* Stored data *
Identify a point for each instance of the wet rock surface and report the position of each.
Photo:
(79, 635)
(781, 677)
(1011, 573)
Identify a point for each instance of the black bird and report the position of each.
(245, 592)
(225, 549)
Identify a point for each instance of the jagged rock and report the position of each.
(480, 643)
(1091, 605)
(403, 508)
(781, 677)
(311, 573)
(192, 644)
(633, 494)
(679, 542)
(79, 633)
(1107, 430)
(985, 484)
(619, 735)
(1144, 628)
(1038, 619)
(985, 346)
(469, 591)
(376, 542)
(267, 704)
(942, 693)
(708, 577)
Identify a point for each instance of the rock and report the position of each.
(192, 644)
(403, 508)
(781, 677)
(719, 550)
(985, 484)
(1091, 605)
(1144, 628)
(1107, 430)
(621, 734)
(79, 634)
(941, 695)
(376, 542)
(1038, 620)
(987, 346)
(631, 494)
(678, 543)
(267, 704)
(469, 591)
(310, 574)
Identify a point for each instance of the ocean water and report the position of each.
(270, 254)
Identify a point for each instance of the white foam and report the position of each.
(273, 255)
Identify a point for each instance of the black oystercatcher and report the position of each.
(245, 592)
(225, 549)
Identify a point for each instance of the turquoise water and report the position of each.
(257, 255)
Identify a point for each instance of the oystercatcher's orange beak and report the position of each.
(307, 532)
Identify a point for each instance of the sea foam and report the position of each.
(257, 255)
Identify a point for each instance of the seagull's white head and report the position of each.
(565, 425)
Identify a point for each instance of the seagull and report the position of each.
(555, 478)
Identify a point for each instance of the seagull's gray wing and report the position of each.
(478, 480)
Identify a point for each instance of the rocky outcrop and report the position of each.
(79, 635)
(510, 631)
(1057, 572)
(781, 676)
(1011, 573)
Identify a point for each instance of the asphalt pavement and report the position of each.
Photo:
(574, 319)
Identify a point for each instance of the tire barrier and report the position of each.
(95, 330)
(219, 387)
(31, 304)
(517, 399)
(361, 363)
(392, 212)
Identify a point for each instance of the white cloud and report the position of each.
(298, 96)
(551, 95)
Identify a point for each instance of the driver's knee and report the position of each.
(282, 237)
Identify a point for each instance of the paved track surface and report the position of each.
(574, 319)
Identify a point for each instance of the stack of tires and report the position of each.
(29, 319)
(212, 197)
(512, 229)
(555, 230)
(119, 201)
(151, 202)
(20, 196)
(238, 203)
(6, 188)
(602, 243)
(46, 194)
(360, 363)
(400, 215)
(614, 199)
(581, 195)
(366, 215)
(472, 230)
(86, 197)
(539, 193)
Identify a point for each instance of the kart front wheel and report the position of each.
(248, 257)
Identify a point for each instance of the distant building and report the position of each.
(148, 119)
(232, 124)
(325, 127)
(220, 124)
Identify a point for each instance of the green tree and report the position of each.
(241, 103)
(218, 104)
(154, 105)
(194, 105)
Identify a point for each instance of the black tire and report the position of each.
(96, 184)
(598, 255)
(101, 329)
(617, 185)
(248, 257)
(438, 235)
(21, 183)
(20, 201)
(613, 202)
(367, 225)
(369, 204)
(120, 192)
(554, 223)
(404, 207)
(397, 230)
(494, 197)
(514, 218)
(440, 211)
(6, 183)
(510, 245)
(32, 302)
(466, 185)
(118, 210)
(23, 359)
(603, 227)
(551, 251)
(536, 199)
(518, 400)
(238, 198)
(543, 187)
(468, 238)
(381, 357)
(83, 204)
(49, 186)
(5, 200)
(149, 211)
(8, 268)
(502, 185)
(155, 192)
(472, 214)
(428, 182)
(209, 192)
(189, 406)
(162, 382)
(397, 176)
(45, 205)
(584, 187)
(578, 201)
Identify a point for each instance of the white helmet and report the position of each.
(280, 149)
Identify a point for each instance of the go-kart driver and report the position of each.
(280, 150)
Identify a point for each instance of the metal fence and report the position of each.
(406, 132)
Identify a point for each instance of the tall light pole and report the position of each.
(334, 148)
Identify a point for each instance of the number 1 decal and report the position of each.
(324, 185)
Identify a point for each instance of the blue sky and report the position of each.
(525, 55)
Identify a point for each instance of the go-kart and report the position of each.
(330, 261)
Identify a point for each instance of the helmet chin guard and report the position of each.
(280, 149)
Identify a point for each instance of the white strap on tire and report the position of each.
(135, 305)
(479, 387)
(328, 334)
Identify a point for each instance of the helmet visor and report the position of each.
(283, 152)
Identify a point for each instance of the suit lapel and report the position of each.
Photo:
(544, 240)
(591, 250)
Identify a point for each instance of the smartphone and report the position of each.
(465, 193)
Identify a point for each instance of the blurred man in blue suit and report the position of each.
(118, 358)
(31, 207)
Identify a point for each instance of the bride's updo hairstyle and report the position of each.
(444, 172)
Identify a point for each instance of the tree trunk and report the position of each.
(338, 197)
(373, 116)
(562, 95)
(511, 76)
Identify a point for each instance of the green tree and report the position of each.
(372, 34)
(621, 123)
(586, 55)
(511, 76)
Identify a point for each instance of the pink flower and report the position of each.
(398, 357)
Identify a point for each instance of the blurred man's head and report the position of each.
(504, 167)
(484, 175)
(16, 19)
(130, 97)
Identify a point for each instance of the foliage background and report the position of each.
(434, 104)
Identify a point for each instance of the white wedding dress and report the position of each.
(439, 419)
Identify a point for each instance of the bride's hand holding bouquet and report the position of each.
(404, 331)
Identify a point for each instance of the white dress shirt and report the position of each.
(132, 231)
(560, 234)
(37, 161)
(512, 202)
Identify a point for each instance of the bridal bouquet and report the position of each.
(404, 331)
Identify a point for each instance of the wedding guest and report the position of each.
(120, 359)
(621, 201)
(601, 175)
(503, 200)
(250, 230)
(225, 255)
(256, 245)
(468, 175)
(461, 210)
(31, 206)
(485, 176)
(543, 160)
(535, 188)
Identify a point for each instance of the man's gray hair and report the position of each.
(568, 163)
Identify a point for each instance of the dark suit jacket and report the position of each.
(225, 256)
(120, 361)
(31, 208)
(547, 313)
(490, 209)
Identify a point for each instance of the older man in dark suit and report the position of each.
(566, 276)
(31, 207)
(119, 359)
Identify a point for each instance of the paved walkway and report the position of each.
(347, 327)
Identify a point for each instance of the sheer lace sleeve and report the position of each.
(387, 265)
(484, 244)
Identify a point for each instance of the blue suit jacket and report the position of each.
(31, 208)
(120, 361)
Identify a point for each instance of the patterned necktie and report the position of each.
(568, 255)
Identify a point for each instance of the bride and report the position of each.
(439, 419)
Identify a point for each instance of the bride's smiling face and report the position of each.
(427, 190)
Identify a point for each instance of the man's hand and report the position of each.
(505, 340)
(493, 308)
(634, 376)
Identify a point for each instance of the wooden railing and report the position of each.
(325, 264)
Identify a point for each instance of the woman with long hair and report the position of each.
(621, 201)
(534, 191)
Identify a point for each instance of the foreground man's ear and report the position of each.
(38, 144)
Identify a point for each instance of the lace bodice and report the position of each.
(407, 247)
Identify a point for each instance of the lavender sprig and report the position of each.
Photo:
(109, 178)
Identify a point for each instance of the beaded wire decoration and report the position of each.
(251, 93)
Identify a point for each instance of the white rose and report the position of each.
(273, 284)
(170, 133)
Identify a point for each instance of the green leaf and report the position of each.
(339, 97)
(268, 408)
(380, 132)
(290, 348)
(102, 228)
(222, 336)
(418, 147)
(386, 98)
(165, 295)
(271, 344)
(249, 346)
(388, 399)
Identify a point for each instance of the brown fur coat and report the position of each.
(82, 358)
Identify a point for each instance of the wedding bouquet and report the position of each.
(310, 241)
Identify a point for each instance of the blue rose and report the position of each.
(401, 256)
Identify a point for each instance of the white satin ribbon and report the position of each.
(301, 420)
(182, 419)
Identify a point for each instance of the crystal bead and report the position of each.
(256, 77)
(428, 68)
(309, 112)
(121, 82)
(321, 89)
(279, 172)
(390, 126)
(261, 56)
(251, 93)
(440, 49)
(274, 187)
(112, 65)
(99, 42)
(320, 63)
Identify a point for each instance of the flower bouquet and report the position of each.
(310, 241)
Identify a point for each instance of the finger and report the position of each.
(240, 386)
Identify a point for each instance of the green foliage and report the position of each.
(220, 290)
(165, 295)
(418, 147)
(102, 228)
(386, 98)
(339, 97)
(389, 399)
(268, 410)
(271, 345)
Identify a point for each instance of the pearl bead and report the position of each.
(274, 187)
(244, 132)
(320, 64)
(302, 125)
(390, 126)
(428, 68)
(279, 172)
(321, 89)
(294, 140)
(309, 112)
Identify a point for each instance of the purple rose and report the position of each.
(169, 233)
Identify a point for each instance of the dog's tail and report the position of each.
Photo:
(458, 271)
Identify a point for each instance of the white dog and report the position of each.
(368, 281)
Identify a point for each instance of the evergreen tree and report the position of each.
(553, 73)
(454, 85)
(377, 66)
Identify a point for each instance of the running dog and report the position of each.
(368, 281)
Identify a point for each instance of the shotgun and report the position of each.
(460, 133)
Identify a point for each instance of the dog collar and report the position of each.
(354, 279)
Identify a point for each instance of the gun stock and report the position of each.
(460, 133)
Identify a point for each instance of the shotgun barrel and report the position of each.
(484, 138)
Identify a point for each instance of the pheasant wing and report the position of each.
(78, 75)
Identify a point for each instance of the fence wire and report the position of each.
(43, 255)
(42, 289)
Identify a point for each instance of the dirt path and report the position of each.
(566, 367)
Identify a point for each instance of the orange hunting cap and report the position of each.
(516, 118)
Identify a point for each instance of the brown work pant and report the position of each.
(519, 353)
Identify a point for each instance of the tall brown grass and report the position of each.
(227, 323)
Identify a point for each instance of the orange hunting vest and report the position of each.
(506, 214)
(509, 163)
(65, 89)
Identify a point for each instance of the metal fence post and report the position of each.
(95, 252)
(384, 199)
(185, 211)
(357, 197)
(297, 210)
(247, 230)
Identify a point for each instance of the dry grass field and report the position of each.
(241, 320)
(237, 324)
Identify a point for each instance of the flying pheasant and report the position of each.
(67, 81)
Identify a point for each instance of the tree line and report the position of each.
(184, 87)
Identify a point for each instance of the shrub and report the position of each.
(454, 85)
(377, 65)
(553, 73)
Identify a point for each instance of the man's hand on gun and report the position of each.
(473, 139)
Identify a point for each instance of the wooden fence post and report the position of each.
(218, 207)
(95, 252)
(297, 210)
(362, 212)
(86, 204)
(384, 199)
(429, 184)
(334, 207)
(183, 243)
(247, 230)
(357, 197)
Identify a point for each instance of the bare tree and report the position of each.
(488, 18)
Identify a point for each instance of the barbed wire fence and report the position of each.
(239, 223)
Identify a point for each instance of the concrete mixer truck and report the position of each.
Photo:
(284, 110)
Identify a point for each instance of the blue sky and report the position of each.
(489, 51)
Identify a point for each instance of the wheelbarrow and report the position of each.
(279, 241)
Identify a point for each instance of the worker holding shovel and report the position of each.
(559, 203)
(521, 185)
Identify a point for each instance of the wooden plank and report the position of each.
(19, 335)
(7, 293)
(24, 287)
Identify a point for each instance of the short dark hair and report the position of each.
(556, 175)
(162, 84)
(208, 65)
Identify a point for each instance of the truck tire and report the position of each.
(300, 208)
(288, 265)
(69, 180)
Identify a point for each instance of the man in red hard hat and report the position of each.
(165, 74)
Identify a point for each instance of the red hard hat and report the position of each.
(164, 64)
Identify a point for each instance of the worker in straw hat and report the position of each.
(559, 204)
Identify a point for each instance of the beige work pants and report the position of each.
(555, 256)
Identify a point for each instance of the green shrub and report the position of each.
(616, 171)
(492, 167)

* To do *
Each line from the one containing "Identify a point for each instance of the barbed" through the final line of the records must be repeated exactly, with no line added or dropped.

* Exercise solution *
Identify a point for each instance of the barbed wire fence and report the position of each.
(239, 223)
Identify a point for each instance of the concrete mixer truck and report the position of each.
Photo:
(284, 110)
Identify a point for each instance of the blue sky and report the position of each.
(489, 51)
Identify a point for each instance of the wheelbarrow and report the position of each.
(279, 241)
Identify a point for each instance of the worker holding shovel and report the position of each.
(559, 203)
(521, 185)
Identify a point for each instance of the wooden plank and report the position of each.
(19, 335)
(7, 293)
(24, 287)
Identify a point for each instance of the short dark hair and report the position of each.
(556, 175)
(162, 84)
(208, 65)
Identify a point for each instance of the truck tire and report the position of each.
(300, 208)
(288, 265)
(69, 180)
Identify a point for each instance of the man in red hard hat and report the position of each.
(165, 74)
Identify a point for each instance of the red hard hat and report the position of each.
(164, 64)
Identify a point for each instance of the worker in straw hat and report the position of each.
(559, 204)
Identify a point for each instance of the beige work pants and report the position of each.
(555, 256)
Identify a point for each instance of the green shrub and report the position of each.
(616, 171)
(492, 167)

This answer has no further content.